Work to do: Can you copy out the records below word for word, from the line with "Pick out the woman's right" to the line with "pixel 304 270", including both of those lines?

======== Material supplied

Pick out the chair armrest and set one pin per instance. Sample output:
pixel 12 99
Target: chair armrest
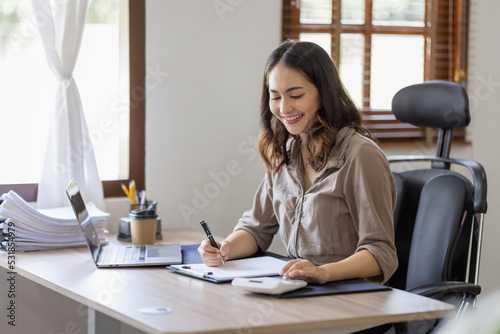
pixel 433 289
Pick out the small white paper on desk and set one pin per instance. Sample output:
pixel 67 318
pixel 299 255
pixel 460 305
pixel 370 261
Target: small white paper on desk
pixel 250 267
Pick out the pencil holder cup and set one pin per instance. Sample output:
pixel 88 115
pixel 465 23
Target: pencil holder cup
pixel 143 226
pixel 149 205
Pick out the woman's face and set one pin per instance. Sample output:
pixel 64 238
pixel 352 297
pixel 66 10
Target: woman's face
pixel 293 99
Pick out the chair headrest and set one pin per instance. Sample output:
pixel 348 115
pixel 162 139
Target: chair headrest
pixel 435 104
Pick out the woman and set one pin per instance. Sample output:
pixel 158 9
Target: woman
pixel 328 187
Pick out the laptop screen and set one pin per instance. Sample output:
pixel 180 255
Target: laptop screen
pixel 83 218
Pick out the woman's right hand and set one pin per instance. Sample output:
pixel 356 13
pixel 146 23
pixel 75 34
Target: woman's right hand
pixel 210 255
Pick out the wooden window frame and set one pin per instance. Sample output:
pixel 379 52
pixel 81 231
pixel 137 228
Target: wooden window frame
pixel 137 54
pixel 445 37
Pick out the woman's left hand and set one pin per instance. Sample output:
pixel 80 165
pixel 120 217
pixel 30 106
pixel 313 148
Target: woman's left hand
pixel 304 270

================
======== Material supplied

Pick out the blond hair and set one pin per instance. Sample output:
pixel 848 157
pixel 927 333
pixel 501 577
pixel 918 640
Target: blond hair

================

Output:
Pick out the woman's right hand and set one pin per instance. Sample output:
pixel 356 13
pixel 146 23
pixel 75 34
Target: woman's right hand
pixel 210 255
Pick out the wooden window frame and set one pin per instance. Sample output:
pixel 379 52
pixel 81 231
pixel 137 228
Target: wooden window frame
pixel 137 54
pixel 445 37
Pick out the woman's left hand and set one pin per instance. Sample output:
pixel 80 165
pixel 120 217
pixel 30 106
pixel 313 148
Target: woman's left hand
pixel 304 270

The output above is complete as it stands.